→ RECORDED DATA
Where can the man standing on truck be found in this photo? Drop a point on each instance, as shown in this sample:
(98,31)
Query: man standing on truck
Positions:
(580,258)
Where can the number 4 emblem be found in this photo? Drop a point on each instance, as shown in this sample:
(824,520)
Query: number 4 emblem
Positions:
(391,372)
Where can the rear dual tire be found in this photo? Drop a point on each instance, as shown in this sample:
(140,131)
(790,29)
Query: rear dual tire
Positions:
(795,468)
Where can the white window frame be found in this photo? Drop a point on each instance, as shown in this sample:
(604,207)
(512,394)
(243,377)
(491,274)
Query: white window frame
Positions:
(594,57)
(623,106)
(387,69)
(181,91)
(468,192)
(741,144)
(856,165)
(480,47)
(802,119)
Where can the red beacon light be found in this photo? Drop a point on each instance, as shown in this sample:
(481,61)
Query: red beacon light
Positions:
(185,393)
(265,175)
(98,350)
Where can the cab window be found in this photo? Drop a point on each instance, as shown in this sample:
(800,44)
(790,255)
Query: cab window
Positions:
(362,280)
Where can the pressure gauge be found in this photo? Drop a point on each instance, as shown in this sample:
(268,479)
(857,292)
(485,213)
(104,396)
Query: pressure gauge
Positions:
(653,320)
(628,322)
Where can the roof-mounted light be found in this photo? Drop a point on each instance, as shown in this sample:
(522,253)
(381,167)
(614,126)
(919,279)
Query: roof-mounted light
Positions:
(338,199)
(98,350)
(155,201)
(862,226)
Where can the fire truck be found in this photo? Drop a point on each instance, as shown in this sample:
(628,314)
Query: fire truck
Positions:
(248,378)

→ SET PROBLEM
Reproduce the material from the line containing "Where can the cab" through the end of the material, replacing "pressure gauge" with "air gauge" and leaving everything else unchanged.

→ SOLUTION TO THIS EXERCISE
Where can the cab window be found in this photo? Drop a point on each instance, as shown in this sample:
(800,44)
(790,255)
Query: cab window
Positions:
(362,280)
Where can the air gauge be found in this photo? Drop a point on each instance, as shown in this sample:
(268,479)
(857,292)
(485,213)
(104,396)
Query: air gauge
Positions:
(653,320)
(628,322)
Where can the roof-mounted light be found in this photo? Drop a point on each instance, as shown in this sample:
(522,253)
(381,167)
(614,126)
(919,279)
Query: roof-mounted light
Positions:
(338,199)
(98,350)
(155,201)
(862,226)
Where can the fire truck be found in this photo? Drop a point on each instance, as shown in this sample:
(628,314)
Query: fire truck
Positions:
(248,378)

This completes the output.